### Polecenie
Przepisz fragment dyskusji z forum zamieszczony poniżej od „Co jest kłamstwem?” do „zawodzie. I tyle.”, podmieniając „socjologii” na „filozofii”.

Eru25.12.2009Post ID: 51393 |
I to mówi ktoś kto mówi że każdy powinien znać swój język? Nie pamięta że "Polacy nie gęsi i swój język mają"?
Dyslektycy mają problemy z formułowanie swoich myśli w zdania i zapisywaniem ich, a nie z czytaniem. (Mówiąc o dyslektykach należy pamiętać że spora część z nich ma załatwione zaświadczenia i nie robi nic w kierunku poprawy swoich umiejętności).
Co jest kłamstwem? To ze stereotypowy humanista ma problemy z matmą? Czy to że ścisłowiec z dobrą pamięcią opanuje spokojnie materiał z historii, nawet jeśli nie będzie z niego błyskotliwy?
Problem jest taki że większość ludzi po socjologii czy innej psychologii nie znajdzie pracy w swoim zawodzie. I tyle.
Ale jest to celowe męczenie - jeżeli robisz jakieś badania, to żeby to miało jakikolwiek sens, wyniki musisz opracować statystycznie. A żeby móc skumać statystykę, to logiki kapka się przyda. Nie mówiąc już o studentach prawa, którzy powinni mieć logikę w małym palcu.
10%. Dziesięć procent. Tyle by wystarczyło, i tyle jest prawdziwych pasjonatów. Jeżeli ktoś idzie na wyższą szkołą czegoś tam i czegoś, to śmiem wątpić w tę jego pasję i zaangażowanie w nią. PS. Nie można robić zagnieżdżonych cytowań? Czy nigdy nie można było? |
Kordan25.12.2009Post ID: 51395 |
Przejmujesz się opiniami kilku idiotów? Sam przecież mówiłeś też o humanistach, do których masz szacunek. Więc może lepiej by było spojrzeć na innych przedstawicieli tegoż prądu naukowego przez pryzmat znajomości z tymi ludźmi, których lubisz? Ja osobiście nigdy nie spotkałem się ze złośliwościami kierowanymi, przez jedną czy drugą stronę.

### Wybrane dane
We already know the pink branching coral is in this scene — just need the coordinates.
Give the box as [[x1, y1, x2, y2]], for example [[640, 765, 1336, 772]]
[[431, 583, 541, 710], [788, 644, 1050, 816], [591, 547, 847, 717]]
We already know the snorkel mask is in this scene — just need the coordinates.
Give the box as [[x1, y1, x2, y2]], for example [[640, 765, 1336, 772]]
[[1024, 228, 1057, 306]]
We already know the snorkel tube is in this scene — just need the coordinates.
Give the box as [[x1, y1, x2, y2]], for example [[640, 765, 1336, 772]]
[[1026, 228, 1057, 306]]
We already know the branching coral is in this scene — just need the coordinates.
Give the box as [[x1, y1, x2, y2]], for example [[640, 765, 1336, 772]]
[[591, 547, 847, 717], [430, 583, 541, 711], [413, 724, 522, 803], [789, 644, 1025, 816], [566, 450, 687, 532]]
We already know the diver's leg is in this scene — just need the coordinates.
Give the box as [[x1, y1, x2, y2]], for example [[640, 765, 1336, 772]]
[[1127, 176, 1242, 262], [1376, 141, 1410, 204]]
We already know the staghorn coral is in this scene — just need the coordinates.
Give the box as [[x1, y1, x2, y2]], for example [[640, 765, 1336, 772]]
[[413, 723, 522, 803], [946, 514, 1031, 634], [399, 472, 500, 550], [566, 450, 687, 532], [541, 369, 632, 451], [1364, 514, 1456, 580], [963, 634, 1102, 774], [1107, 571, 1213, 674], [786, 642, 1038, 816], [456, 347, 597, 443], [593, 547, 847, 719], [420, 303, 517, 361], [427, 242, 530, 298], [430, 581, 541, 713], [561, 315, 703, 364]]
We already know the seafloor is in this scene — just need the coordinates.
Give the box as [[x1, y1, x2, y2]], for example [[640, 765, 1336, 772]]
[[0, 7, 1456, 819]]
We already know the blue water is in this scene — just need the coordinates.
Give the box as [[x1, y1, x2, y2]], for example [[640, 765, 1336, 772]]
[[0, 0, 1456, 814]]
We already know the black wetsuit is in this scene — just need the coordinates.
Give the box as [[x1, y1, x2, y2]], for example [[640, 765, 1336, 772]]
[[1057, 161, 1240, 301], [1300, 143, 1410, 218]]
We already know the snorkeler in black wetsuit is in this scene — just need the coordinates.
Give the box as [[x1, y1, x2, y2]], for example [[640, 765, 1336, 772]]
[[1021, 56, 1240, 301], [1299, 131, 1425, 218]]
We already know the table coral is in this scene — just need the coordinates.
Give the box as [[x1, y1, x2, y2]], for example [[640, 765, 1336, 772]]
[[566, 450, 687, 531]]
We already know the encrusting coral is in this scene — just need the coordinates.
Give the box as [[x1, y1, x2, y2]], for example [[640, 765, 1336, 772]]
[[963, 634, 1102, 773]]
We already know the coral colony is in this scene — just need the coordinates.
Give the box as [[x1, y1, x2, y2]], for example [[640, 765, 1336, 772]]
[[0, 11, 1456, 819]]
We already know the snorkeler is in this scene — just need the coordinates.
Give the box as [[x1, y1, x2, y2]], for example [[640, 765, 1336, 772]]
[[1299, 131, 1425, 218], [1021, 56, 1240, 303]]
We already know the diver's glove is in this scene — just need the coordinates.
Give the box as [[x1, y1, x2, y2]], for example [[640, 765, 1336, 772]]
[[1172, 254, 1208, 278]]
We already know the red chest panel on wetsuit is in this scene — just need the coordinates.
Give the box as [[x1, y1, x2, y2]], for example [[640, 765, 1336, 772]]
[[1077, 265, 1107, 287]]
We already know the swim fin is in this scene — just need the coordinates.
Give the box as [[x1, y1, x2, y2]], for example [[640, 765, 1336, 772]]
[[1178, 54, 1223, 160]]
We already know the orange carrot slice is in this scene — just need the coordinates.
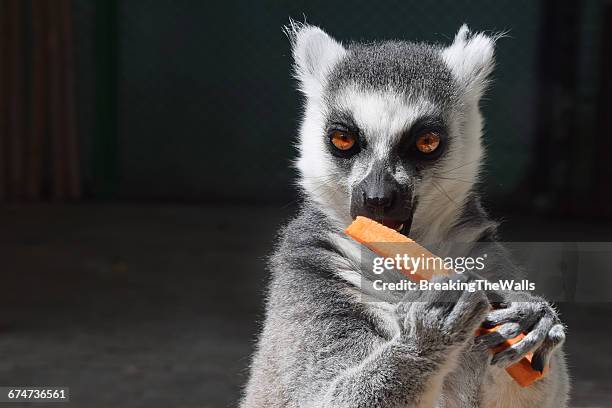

### Wynik
Co jest kłamstwem? To ze stereotypowy humanista ma problemy z matmą? Czy to że ścisłowiec z dobrą pamięcią opanuje spokojnie materiał z historii, nawet jeśli nie będzie z niego błyskotliwy?
Problem jest taki że większość ludzi po filozofii czy innej psychologii nie znajdzie pracy w swoim zawodzie. I tyle.